[SELECTED EXCERPT]
::::::::::
One prominent up-regulated GOI is IL4, which encodes interleukin IL-4, a known Th2 cytokine (Barczyk et al. 2006; Borish and Steinke 2003; May and Fung 2015; Röcken et al. 1996). There is already a body of research showing that increased IL-4 production can exacerbate eosinophilia and allergen-induced asthma, at least in those instances where the disease is Th2-driven. Conversely, IL-4 could modulate COPD pathophysiology in cases where COPD can be identified as a Th1-mediated inflammatory disease (Barnes 2016; Cornwell et al. 2010; Cosio et al. 2009). In one patient study, COPD severity was correlated with lower levels of IL-4, while higher IL-4 levels contributed to wound repair in the lung epithelium (Perotin et al. 2014). IL-4 also is a signaling molecule in the JAK-STAT signaling pathway (David et al. 2001). By binding to its cell surface receptor, a cytokine such as IL-4 causes receptor dimerization, mediating a signaling process involving Janus kinase phosphorylation and the subsequent phosphorylation and dimerization of STAT proteins. The activated STAT proteins in turn induce the transcription and expression of a variety of genes involved with promoting or maintaining immune responses (Yew-Booth et al. 2015). IL13RA2, which encodes IL-13 receptor alpha 2, also was up-regulated. This receptor has more complicated regulatory activities that can involve IL-4, IL-13 and their related receptors (Andrews et al. 2013, 2009; Chomarat and Banchereau 1998). In fact, while IL4 and IL13RA2 were up-regulated, IL4R (encoding IL-4 receptor) and IL13RA1 (encoding IL-13 receptor alpha 1) were downregulated at the 1:400 sample dilution. These results suggest that, despite cannabis oil extract containing a mixture of cannabinoid compounds, it was selectively regulating Th2 cytokine and cytokine receptor gene expression. The activation of the JAK-STAT signaling pathway via IL-4 or other upregulated GOIs may also promote lung epithelial cell migration and repair (Bansal et al. 2012; Crosby and Waters 2010; Kida et al. 2008). Additionally, IL-13 receptor alpha 2 has been found to inhibit the detrimental tissue remodeling induced by IL-13 in murine models of both lung inflammation and eosinophilic esophagitis, a chronic inflammation of the esophagus (Zheng et al. 2008; Zuo et al. 2010).
::::::::::
Photo-based referring expression data:
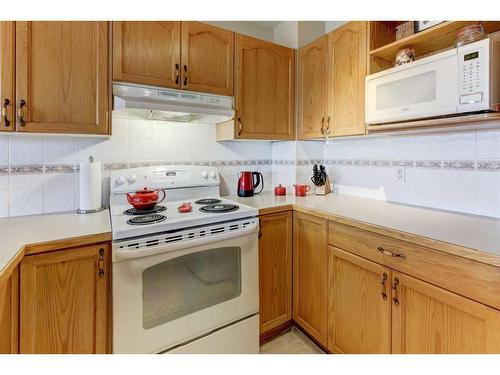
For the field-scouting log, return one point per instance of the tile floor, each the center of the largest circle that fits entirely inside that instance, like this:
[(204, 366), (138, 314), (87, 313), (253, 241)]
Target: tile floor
[(290, 342)]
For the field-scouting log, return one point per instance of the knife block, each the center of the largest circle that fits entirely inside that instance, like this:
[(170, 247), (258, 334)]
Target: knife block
[(323, 190)]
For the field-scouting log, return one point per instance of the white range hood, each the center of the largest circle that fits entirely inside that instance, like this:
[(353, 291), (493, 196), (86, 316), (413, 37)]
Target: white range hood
[(172, 105)]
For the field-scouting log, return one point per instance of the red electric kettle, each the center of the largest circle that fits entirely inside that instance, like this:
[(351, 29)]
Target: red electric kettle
[(248, 182)]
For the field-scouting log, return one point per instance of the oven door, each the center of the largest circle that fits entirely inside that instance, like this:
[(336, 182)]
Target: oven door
[(423, 88), (168, 294)]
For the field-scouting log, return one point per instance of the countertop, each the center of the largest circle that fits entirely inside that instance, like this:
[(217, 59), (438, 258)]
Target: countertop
[(478, 233), (18, 233)]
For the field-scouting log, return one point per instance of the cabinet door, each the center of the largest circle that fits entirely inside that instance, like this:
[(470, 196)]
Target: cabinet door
[(310, 275), (9, 314), (264, 89), (347, 71), (359, 305), (275, 270), (7, 33), (62, 80), (64, 301), (147, 52), (207, 59), (313, 88), (431, 320)]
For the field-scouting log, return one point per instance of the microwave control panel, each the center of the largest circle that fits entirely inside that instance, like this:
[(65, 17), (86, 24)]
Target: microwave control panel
[(473, 75)]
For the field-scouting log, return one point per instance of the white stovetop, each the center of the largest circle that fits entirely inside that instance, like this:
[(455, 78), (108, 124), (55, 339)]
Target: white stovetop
[(175, 219)]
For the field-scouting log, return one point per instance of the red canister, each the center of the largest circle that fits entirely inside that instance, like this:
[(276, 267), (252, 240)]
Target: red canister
[(280, 190)]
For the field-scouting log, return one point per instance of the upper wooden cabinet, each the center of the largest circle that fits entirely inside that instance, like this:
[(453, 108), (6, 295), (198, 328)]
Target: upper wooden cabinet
[(62, 81), (347, 51), (275, 270), (147, 52), (359, 305), (181, 55), (9, 313), (332, 83), (265, 92), (310, 269), (207, 59), (431, 320), (65, 301), (313, 89), (7, 43)]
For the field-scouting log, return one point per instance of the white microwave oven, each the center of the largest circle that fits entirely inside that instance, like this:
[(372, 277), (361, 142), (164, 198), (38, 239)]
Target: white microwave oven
[(454, 82)]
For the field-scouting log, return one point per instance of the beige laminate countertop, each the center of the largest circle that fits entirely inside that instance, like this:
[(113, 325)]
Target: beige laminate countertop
[(19, 233), (479, 233)]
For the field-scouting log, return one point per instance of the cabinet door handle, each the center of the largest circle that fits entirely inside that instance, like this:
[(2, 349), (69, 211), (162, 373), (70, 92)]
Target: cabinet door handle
[(240, 126), (395, 298), (20, 113), (177, 72), (185, 75), (101, 262), (382, 285), (390, 253), (5, 112)]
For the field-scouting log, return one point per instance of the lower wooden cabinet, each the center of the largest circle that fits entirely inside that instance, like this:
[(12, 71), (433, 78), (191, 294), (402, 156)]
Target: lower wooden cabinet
[(275, 270), (359, 304), (64, 301), (427, 319), (9, 314), (310, 270)]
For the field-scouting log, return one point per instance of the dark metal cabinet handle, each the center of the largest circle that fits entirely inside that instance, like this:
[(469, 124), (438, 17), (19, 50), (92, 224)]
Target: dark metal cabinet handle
[(177, 72), (185, 75), (101, 262), (240, 126), (5, 112), (382, 284), (390, 253), (20, 113), (395, 298)]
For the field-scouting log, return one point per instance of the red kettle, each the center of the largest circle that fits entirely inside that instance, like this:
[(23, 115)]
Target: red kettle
[(248, 182)]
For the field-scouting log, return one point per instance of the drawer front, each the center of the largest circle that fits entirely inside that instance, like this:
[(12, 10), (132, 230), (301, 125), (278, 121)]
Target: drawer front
[(469, 278)]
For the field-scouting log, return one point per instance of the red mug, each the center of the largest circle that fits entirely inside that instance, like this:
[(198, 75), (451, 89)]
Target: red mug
[(301, 190)]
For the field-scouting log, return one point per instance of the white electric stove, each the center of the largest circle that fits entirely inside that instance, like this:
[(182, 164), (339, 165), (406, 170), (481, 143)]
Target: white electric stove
[(183, 282)]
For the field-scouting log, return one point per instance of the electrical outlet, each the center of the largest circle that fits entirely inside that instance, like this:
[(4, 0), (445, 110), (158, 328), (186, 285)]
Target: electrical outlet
[(400, 174)]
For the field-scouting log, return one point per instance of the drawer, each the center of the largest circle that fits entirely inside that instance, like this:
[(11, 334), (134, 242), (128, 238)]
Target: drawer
[(475, 280)]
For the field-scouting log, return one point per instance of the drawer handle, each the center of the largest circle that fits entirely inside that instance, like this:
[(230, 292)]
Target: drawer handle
[(382, 283), (395, 298), (390, 253)]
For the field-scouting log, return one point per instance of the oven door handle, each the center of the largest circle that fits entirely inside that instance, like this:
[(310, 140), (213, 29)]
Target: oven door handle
[(121, 254)]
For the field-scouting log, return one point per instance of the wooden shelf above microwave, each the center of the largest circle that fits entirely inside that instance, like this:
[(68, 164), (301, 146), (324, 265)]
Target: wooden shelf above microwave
[(384, 47), (445, 123)]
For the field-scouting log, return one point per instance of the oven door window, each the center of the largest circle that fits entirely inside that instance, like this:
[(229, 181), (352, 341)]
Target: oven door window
[(189, 283)]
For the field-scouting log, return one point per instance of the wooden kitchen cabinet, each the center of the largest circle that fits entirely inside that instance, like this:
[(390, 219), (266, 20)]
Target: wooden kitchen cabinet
[(64, 299), (359, 305), (7, 43), (9, 314), (313, 89), (147, 52), (347, 68), (207, 59), (265, 92), (62, 77), (275, 271), (427, 319), (310, 275)]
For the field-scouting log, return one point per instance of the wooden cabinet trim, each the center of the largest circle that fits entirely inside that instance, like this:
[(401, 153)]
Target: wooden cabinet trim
[(7, 77)]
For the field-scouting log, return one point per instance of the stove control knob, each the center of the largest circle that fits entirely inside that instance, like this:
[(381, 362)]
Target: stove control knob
[(132, 178)]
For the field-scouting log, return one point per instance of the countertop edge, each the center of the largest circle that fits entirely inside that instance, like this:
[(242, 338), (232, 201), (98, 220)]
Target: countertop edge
[(52, 245), (439, 245)]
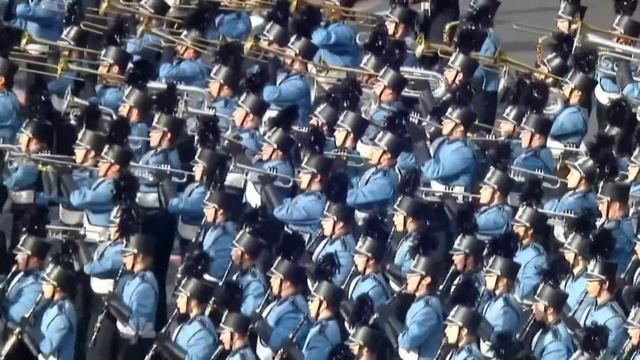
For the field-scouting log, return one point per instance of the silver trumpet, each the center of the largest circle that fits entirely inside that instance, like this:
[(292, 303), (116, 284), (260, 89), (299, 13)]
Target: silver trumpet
[(71, 101), (352, 159), (425, 192), (549, 181), (285, 180), (179, 176)]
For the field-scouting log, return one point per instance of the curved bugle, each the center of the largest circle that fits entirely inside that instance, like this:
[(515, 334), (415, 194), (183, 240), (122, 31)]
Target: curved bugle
[(425, 192), (288, 180), (517, 174)]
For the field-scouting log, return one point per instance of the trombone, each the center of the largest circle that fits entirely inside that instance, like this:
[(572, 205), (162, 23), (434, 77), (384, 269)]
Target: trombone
[(553, 182), (286, 180)]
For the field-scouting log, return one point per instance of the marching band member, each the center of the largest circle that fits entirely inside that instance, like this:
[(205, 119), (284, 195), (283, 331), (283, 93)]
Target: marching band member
[(408, 219), (536, 156), (336, 222), (302, 213), (367, 258), (217, 239), (423, 324), (9, 106), (467, 258), (223, 85), (387, 90), (581, 199), (486, 80), (147, 45), (633, 331), (234, 336), (613, 203), (283, 315), (375, 189), (247, 118), (135, 306), (605, 310), (54, 332), (292, 87), (462, 331), (113, 64), (195, 338), (494, 217), (327, 331), (245, 253), (577, 252), (454, 160), (135, 106), (367, 343), (570, 125), (186, 67), (531, 228), (502, 310), (25, 286), (553, 341)]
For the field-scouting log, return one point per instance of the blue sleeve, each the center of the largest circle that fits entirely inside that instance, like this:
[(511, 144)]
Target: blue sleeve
[(555, 350), (54, 334), (290, 93), (252, 297), (27, 299), (530, 277), (87, 199), (24, 175), (300, 211), (424, 325), (460, 163), (283, 327), (377, 190), (188, 205), (201, 346), (143, 302)]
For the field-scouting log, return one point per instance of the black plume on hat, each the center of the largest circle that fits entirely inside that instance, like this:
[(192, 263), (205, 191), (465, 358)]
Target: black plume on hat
[(504, 245), (279, 13), (377, 42), (593, 339), (409, 182), (557, 268), (338, 187), (585, 59), (166, 100), (395, 53), (9, 37), (35, 221), (304, 21), (531, 192), (208, 133), (465, 293), (583, 224), (119, 130), (424, 243), (290, 246), (500, 156), (601, 152), (603, 244), (125, 189), (139, 74), (255, 79), (465, 219)]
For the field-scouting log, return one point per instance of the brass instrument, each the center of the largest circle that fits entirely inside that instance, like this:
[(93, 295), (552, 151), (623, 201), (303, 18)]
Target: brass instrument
[(15, 335), (517, 173), (105, 309), (154, 348)]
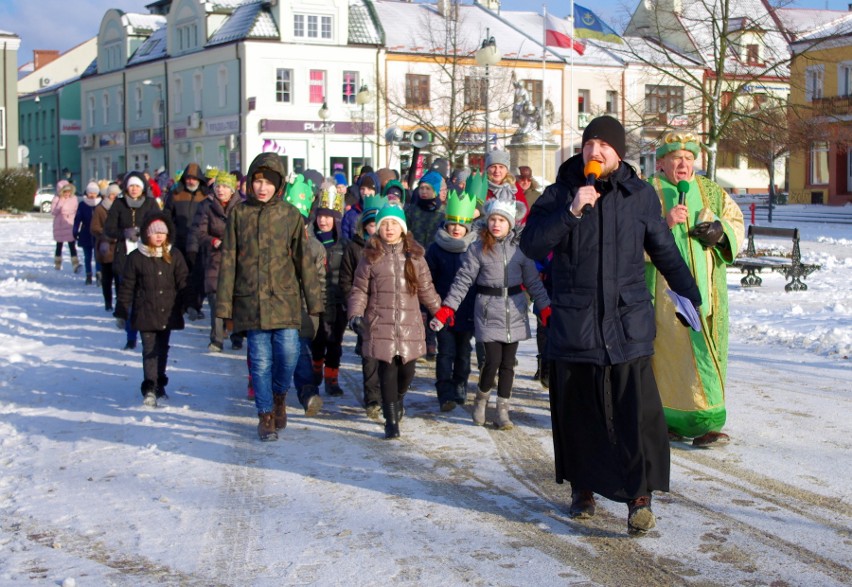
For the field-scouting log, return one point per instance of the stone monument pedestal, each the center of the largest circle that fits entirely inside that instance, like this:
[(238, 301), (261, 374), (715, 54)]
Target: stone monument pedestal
[(529, 154)]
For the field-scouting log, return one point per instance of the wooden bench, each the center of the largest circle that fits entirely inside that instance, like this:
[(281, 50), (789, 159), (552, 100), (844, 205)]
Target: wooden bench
[(751, 262)]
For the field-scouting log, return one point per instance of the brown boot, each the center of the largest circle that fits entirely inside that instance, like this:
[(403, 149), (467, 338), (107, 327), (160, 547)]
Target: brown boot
[(280, 410), (266, 427), (331, 386)]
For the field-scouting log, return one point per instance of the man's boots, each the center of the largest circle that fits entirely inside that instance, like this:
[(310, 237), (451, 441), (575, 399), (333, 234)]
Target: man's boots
[(331, 386), (479, 405), (266, 427), (280, 410), (503, 421)]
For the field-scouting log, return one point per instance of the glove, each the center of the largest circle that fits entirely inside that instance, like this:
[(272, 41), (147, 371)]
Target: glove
[(708, 233), (356, 323), (131, 234), (545, 316), (445, 315)]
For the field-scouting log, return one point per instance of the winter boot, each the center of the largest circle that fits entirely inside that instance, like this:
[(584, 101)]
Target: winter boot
[(162, 381), (503, 422), (266, 427), (149, 393), (317, 369), (310, 399), (331, 386), (280, 410), (479, 405), (391, 413)]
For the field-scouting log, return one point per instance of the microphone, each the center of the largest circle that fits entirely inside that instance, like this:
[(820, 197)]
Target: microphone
[(682, 188), (592, 171)]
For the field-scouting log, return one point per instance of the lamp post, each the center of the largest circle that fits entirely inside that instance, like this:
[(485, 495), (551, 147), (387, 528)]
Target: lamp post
[(488, 54), (362, 97), (163, 129), (324, 115)]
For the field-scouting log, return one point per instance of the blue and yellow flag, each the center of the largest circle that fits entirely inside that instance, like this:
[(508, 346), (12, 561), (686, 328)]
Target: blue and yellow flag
[(587, 25)]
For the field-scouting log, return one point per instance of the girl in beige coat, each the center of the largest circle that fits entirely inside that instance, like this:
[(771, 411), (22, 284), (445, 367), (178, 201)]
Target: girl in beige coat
[(391, 281)]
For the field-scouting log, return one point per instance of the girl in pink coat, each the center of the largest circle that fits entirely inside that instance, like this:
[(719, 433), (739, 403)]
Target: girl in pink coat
[(64, 209)]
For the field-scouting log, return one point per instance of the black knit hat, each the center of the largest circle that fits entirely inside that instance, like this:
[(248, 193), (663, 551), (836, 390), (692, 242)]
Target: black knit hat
[(610, 131)]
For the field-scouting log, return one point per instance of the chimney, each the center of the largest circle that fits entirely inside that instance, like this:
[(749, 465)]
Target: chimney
[(42, 57)]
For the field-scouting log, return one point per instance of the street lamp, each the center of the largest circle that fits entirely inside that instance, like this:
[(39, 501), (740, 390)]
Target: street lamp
[(163, 128), (362, 97), (488, 54), (324, 115)]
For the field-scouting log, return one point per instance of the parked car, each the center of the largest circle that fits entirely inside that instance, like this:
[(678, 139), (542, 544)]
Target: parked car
[(42, 199)]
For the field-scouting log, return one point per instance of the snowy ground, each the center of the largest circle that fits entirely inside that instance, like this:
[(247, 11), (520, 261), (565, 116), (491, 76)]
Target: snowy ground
[(97, 490)]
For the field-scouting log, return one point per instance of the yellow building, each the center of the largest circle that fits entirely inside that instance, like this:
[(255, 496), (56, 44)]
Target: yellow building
[(821, 95)]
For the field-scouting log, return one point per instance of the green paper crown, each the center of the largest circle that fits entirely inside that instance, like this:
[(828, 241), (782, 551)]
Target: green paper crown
[(460, 208), (300, 194), (477, 186), (374, 202)]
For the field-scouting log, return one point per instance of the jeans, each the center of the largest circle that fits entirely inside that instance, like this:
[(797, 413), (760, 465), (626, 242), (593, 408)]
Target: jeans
[(452, 366), (272, 356)]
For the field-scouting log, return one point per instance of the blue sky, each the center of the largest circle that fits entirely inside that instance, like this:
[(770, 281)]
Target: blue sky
[(63, 24)]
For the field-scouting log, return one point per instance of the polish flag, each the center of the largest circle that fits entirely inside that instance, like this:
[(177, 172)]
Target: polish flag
[(558, 33)]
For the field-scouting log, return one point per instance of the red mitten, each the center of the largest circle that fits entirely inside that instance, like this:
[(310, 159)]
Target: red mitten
[(545, 316), (446, 315)]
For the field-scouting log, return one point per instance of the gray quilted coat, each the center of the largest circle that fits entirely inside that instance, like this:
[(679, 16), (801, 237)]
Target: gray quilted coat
[(498, 318), (379, 293)]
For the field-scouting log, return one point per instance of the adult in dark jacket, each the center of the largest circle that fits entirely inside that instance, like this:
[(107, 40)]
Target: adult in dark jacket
[(609, 432), (181, 205), (123, 224)]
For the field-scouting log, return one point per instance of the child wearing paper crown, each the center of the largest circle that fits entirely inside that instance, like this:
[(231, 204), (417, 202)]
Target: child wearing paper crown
[(154, 287), (498, 271), (391, 281), (444, 257), (327, 346)]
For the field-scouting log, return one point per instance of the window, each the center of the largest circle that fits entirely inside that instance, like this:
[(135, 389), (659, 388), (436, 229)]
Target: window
[(813, 82), (844, 79), (284, 85), (416, 90), (316, 86), (612, 103), (474, 92), (819, 163), (662, 99), (105, 107), (350, 86)]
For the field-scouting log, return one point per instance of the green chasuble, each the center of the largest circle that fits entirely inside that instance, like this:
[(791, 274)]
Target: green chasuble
[(689, 366)]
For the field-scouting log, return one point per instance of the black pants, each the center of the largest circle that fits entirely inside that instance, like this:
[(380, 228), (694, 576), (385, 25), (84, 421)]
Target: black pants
[(394, 379), (499, 359), (72, 248), (155, 354)]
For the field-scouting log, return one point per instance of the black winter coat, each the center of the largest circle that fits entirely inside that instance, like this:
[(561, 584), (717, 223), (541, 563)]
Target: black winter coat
[(156, 291), (602, 309)]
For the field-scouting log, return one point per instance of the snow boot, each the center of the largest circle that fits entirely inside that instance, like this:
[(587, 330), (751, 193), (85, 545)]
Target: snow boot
[(479, 405), (317, 369), (640, 518), (266, 427), (391, 413), (503, 422), (280, 410), (310, 399), (331, 386), (149, 393)]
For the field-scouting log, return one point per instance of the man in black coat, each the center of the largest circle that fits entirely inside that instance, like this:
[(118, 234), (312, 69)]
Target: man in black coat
[(609, 432)]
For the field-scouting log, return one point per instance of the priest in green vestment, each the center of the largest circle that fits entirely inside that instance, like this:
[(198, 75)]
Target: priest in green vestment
[(707, 225)]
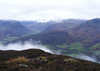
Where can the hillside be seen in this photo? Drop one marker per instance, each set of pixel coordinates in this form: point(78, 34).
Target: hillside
point(87, 33)
point(37, 60)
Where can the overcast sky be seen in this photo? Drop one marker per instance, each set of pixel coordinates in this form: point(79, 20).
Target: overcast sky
point(49, 9)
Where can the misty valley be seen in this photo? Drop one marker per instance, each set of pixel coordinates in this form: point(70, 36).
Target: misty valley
point(69, 44)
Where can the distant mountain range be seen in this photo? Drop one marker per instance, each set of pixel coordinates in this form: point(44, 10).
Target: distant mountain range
point(70, 37)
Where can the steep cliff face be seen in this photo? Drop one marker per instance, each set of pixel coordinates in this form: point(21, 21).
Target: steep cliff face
point(37, 60)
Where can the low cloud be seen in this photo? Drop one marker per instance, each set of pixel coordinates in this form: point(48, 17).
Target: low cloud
point(28, 45)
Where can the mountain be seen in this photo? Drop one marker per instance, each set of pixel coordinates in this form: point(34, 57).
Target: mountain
point(12, 29)
point(37, 60)
point(35, 26)
point(46, 38)
point(87, 33)
point(65, 25)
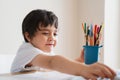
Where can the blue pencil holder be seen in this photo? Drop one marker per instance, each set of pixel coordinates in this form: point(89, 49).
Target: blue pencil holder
point(91, 54)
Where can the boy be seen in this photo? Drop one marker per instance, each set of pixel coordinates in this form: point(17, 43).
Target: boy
point(39, 29)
::::::::::
[TASK INSTRUCTIONS] Proceed with the text on IL-4 and cytokine gene regulation, continuing after its last sentence. The data has no connection to the text.

[SOLVED EXERCISE]
Two other GOIs down-regulated by cannabis oil extract that may have relevance to COPD were LTB4R (alternatively, BLT1 or LTB4R1), which encodes leukotriene B4 receptor, and EPX, which encodes eosinophil peroxidase. Leukotriene B4 is an arachidonic acid-derived, neutrophil recruiting, pro-inflammatory lipid molecule, and both this leukotriene and its receptor have a role in the pathophysiology of COPD (Dong et al. 2016; Marian et al. 2006; Pace et al. 2013). The targeting of the B4 receptor has been considered as a viable approach to the treatment of COPD (Grönke et al. 2008; Hicks et al. 2010). Accordingly, the down-regulation of LTB4R by cannabis oil extract appears to be yet another indication of its anti-inflammatory potential. Interestingly, PPAR-gamma, which was up-regulated by cannabis oil extract, can also counteract inflammation mediated by leukotriene B4 in COPD (Yin et al. 2014). While eosinophil peroxidase does not appear to have been investigated as target for the treatment of COPD, it has been identified as a biomarker of the disease (Nair et al. 2013; Yang et al. 2017).

The gene with the highest fold changes at all three sample dilutions was IL1RL1, which encodes IL-1 receptor-like 1 (also known as ST2). This protein is present in lung mucosa, including airway epithelial cells, and has a critical role in the Th2-mediated immune response (Coyle et al. 1999; Traister et al. 2015; Zhao and Zhao 2015). The observed levels of IL1RL1 up-regulation by all three cannabis oil extract dilutions may make this gene a suitable biomarker for further in vitro and in vivo studies.